### [What you are asked to do]
From the top of the entries, reproduce each line exactly, stopping after the line that contains "point(133, 93)". Omit pictures.

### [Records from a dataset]
====

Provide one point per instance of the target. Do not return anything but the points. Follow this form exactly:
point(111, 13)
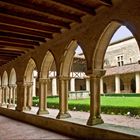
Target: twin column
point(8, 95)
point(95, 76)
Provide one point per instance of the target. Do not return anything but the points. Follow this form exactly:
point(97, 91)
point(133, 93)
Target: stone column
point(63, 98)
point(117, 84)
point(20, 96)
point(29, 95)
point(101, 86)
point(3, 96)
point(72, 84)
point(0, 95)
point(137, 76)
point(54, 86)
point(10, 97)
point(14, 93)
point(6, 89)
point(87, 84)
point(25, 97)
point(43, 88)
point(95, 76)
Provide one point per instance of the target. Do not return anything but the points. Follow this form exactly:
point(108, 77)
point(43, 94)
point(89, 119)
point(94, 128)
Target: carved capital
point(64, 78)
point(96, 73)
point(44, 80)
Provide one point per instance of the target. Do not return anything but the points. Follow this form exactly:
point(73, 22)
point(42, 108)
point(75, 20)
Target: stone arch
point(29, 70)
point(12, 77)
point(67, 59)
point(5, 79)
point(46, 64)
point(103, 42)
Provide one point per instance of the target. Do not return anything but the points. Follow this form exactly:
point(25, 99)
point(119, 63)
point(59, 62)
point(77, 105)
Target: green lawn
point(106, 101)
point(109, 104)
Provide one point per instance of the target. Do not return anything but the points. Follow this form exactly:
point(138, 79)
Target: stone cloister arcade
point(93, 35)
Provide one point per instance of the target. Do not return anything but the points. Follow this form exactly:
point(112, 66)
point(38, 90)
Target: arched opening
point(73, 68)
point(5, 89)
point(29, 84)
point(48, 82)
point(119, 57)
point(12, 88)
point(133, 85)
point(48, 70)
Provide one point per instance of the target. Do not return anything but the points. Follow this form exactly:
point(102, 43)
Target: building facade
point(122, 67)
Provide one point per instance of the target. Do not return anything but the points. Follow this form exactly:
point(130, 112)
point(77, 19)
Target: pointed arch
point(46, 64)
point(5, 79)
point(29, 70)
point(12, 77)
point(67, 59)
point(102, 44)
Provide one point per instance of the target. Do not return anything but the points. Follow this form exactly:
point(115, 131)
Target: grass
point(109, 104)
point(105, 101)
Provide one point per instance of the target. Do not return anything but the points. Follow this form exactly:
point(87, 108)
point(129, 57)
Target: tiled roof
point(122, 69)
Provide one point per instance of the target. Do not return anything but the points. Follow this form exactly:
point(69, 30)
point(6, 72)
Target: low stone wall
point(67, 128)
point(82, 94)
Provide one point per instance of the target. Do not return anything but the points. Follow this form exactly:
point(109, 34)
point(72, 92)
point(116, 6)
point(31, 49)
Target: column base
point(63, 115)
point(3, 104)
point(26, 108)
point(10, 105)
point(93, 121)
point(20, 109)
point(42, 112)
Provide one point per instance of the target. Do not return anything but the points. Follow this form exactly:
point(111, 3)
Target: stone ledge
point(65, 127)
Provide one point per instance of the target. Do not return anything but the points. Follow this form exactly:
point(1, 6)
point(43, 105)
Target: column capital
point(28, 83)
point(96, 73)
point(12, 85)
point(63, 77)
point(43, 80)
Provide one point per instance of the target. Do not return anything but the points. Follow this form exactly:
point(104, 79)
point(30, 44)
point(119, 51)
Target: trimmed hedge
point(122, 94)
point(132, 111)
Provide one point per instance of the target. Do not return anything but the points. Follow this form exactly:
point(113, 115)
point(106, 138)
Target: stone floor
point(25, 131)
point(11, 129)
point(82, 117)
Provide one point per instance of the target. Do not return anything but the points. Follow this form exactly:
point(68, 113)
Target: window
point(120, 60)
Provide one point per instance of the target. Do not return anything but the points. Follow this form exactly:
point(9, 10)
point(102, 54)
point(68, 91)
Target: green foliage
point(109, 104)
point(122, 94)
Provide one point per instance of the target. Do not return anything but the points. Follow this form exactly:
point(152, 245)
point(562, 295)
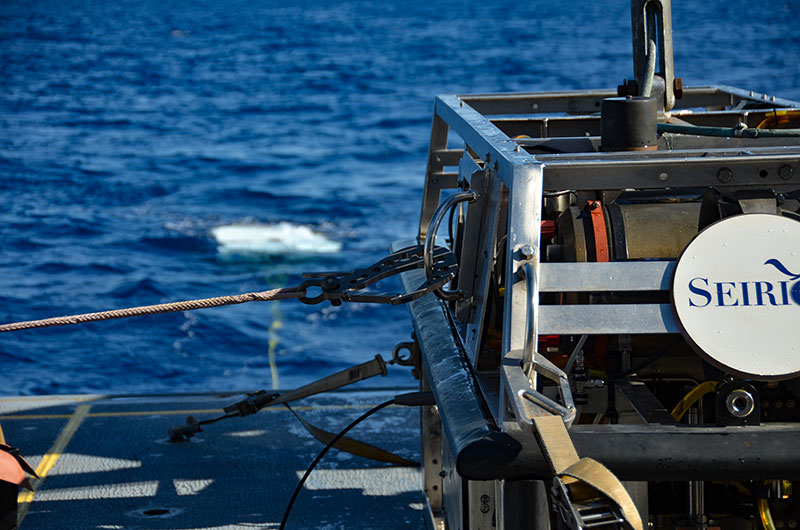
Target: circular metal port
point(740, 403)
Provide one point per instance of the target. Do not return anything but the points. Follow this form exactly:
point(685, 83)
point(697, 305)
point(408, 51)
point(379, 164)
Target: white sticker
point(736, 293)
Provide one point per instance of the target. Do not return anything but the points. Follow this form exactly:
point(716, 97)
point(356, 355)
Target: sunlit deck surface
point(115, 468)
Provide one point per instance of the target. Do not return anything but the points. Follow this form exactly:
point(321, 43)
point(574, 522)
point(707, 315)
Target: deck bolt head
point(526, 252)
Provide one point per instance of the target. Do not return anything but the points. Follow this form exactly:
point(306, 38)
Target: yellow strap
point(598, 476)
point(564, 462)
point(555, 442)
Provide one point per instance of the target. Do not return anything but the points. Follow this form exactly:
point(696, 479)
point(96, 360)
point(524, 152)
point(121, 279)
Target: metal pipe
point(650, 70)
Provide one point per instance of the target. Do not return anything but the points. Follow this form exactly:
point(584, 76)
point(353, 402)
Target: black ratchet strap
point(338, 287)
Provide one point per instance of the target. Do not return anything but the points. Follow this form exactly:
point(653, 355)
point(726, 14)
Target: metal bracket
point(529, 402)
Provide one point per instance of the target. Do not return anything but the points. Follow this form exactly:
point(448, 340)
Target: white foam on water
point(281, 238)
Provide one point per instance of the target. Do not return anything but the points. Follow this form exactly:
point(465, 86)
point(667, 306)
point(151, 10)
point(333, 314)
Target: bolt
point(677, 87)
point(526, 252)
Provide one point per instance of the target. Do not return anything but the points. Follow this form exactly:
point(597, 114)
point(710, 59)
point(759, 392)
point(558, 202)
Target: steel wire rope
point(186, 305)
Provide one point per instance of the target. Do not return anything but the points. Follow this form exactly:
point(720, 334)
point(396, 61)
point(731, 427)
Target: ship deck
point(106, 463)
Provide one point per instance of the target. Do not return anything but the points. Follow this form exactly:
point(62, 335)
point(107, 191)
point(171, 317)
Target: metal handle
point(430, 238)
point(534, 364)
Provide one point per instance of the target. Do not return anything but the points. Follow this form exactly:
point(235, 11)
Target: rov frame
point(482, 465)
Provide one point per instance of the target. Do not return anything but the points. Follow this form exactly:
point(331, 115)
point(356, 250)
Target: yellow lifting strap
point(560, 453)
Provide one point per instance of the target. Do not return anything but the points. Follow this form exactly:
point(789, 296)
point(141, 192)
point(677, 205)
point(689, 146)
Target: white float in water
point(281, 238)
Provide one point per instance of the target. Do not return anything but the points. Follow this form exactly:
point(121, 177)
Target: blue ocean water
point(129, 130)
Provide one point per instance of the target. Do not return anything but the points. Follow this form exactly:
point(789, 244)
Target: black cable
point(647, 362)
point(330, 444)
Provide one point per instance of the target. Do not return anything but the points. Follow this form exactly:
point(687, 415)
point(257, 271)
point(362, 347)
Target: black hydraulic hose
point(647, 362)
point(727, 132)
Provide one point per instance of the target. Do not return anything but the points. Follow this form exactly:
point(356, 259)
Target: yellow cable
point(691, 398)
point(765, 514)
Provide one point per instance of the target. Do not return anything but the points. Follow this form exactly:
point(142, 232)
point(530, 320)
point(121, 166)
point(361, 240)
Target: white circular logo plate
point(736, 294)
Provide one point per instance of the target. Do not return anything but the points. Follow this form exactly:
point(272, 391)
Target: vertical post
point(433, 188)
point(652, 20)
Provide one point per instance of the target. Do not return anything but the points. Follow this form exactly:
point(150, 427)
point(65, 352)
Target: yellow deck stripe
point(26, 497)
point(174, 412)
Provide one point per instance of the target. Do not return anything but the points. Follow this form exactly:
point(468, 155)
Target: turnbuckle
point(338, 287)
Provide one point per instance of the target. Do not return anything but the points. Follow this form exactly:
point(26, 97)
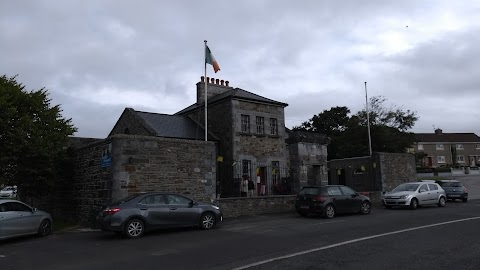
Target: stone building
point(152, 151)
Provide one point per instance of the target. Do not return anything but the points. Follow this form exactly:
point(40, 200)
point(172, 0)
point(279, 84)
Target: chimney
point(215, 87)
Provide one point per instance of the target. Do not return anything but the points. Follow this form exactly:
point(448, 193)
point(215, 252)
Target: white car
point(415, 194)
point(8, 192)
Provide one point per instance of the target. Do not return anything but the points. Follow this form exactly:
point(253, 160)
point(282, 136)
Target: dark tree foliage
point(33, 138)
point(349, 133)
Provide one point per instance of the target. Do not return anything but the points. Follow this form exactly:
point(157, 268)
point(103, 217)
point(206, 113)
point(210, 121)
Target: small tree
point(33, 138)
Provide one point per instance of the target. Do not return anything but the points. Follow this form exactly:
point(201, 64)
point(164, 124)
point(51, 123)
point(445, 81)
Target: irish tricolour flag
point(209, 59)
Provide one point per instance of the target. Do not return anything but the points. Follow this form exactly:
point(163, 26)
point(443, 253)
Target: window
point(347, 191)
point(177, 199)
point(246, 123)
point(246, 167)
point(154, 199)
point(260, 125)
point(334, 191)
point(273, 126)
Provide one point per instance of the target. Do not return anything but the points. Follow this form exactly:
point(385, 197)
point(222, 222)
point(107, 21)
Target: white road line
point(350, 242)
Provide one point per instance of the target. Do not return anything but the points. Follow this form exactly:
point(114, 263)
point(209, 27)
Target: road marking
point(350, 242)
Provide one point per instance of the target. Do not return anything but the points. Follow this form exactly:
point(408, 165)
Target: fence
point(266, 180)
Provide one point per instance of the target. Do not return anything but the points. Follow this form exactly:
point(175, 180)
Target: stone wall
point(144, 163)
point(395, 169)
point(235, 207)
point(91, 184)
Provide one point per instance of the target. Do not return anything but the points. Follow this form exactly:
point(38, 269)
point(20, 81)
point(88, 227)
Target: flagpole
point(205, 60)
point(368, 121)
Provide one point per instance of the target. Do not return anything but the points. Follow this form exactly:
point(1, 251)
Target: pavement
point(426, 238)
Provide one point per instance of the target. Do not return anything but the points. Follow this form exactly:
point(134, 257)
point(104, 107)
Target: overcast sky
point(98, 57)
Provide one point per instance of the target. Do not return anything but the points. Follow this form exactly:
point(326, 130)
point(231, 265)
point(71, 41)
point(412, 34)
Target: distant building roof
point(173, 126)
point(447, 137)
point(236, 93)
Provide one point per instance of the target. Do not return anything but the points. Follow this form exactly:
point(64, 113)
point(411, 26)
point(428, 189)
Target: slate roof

====

### [The completed task]
Provide one point per instance of the target. Do not return anything but the points. Follow this form exactly:
point(111, 13)
Target: twin column
point(8, 95)
point(95, 76)
Provide one point per instance of the target. Do not return anything but the points. Follow this form exactly:
point(97, 91)
point(133, 93)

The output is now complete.